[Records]
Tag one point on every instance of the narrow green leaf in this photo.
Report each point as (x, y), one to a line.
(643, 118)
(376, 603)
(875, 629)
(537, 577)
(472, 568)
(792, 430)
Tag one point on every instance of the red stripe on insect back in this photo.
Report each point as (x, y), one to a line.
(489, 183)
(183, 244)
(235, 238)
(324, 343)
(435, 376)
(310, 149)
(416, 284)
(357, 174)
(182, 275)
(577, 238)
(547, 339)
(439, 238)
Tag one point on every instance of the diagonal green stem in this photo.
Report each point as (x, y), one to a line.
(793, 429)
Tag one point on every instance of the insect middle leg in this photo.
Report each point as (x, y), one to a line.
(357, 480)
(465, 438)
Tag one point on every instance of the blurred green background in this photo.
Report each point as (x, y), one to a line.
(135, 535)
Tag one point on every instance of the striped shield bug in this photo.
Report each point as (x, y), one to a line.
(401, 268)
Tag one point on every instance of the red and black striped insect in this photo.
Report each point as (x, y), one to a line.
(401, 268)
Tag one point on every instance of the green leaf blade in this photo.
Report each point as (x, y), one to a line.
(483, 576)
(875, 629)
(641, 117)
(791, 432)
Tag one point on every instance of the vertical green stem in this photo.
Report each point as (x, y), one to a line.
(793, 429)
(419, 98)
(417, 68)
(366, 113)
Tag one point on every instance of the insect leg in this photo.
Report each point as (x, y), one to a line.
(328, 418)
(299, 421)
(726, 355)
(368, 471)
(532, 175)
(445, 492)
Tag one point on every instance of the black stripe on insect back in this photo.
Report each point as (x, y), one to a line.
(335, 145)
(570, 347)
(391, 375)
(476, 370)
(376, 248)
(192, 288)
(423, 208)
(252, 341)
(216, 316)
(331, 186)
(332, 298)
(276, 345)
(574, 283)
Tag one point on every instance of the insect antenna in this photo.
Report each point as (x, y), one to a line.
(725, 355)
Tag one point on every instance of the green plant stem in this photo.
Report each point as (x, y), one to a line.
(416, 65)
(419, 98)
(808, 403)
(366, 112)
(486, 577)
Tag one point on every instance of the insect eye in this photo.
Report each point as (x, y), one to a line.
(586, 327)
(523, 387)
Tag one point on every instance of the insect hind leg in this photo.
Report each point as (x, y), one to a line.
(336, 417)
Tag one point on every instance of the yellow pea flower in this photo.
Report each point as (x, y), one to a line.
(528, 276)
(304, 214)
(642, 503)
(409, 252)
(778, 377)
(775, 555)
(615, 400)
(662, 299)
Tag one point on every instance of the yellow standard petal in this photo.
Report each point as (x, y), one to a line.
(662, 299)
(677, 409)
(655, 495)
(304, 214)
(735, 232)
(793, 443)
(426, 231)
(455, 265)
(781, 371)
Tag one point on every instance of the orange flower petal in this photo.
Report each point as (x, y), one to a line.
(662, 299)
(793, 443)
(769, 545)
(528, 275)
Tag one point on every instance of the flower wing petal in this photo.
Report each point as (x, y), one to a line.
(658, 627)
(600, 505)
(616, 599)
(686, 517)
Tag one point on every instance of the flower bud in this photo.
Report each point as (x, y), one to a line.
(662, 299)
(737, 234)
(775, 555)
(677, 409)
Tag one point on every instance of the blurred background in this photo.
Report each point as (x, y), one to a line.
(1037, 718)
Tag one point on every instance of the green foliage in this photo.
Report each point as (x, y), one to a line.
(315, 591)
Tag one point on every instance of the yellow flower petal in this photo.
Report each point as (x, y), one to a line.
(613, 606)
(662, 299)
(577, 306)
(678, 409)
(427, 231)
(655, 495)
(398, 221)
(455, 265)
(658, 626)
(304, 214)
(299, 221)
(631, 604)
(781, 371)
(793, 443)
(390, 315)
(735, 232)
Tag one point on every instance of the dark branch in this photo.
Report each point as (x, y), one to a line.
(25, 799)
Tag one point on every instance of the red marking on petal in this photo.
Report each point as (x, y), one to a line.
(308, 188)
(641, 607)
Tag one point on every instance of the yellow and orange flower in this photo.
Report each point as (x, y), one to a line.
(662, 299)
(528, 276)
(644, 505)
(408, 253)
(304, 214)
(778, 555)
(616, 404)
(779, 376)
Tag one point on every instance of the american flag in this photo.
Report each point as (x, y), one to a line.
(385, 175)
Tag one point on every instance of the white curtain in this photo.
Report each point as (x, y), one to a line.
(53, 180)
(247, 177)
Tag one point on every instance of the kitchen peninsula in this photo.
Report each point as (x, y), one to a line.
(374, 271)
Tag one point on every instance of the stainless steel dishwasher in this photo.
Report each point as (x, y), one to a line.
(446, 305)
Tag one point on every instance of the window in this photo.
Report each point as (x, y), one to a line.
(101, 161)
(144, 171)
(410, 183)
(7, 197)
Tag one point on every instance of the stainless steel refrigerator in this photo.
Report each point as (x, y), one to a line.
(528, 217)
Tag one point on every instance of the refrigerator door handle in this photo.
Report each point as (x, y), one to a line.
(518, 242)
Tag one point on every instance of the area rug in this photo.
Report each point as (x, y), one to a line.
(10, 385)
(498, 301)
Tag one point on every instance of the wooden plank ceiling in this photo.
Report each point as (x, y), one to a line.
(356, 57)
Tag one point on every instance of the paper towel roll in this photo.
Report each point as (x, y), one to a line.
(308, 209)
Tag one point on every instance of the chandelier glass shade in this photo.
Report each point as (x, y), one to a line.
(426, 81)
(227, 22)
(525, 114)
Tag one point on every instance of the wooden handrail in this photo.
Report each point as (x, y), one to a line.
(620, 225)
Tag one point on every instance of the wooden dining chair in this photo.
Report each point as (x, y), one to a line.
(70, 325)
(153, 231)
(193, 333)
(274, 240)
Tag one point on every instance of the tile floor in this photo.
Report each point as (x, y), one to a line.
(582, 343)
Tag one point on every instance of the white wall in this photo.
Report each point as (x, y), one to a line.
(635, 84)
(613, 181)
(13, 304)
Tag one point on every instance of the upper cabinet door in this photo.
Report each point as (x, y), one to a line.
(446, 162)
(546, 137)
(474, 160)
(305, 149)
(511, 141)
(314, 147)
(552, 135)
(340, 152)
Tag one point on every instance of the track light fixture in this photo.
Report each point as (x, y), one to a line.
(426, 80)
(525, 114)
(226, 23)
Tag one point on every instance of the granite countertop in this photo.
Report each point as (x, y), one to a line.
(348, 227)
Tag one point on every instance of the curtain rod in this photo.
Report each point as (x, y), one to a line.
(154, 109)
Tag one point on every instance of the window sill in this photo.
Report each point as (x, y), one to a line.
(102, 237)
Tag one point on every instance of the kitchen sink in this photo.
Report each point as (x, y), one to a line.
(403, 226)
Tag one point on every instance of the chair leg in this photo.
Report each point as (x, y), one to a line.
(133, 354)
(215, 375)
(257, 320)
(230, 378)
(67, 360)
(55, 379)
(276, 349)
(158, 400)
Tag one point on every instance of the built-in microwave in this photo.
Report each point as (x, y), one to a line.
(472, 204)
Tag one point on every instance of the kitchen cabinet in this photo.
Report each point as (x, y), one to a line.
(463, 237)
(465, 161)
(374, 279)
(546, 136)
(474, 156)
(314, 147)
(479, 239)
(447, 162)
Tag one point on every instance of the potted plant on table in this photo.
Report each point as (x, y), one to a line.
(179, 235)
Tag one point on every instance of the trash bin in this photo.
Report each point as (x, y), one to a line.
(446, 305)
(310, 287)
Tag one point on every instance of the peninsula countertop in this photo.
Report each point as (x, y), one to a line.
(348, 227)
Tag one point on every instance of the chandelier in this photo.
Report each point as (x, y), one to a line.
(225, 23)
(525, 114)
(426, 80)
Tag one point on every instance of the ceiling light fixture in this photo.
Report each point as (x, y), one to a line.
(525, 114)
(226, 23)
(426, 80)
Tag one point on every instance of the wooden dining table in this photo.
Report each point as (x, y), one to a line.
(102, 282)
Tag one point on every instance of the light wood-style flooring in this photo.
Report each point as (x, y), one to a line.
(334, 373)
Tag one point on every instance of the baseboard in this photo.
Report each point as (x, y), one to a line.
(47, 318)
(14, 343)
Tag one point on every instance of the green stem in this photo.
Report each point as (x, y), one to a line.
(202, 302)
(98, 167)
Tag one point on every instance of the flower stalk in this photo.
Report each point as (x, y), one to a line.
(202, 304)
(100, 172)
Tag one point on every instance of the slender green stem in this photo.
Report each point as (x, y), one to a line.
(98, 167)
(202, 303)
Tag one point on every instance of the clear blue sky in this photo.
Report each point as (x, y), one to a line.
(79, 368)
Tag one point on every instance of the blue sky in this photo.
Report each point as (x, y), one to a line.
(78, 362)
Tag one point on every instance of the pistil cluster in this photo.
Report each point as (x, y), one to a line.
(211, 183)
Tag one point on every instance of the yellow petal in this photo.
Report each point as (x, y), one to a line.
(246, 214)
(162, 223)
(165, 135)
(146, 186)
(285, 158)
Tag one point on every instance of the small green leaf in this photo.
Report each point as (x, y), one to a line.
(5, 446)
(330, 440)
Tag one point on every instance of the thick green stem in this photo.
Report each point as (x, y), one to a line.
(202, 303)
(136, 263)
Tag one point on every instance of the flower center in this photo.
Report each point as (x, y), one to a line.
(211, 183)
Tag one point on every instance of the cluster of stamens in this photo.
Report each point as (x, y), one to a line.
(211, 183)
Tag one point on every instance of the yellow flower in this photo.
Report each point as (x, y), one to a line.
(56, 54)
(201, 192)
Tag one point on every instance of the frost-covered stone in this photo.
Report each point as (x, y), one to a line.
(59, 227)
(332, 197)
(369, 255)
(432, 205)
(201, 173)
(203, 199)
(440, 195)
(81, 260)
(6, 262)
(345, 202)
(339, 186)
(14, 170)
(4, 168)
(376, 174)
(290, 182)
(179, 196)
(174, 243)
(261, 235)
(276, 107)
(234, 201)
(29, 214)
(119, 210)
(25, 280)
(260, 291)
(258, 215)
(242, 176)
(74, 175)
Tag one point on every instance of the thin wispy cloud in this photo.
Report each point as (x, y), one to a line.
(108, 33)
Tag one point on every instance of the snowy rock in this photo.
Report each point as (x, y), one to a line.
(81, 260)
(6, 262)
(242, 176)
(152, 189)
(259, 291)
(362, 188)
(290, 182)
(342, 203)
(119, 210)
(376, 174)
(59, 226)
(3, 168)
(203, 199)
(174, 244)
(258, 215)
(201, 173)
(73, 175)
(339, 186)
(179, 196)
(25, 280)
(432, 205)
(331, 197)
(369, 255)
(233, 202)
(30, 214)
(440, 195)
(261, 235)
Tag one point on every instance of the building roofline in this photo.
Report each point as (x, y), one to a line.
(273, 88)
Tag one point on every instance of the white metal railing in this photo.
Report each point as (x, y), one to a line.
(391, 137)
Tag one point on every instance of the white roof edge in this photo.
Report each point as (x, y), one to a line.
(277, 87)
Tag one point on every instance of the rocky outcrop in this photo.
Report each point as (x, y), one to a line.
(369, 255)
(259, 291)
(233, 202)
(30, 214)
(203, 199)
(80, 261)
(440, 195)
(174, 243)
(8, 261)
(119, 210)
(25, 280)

§ **SHORT TASK**: Reproduce word for word the lines of the entries starting at the line that contains "Tag one point on every instance of the white metal" and ending with the last line of the entries.

§ **RESULT OF THE TASK**:
Tag one point on every instance of the white metal railing in this photo.
Report each point as (x, y), one to a line.
(391, 137)
Tag one point on every instance of the white roof edge in this photo.
Report each point as (x, y), one to a line.
(277, 87)
Tag one point on every instance of the rocky outcrop in this photo.
Report each point as (x, y), one to a line.
(369, 255)
(259, 291)
(233, 202)
(30, 214)
(203, 199)
(80, 261)
(440, 195)
(174, 243)
(8, 261)
(119, 210)
(25, 280)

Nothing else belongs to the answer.